The exercise calls for a faithful copy of all the data.

+++ Excerpted records

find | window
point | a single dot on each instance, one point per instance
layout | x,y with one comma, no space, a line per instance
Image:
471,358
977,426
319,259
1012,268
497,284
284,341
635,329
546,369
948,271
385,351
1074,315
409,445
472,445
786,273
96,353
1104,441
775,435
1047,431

++++++

Exercise answer ->
find | window
point | a single dot on each instance, one point per instance
layout | x,y with one comma, no space, a line per instance
Image:
471,358
977,426
319,259
1012,268
497,284
284,341
635,329
546,369
948,271
385,351
1074,315
409,445
472,445
786,273
96,353
1104,441
775,435
1047,431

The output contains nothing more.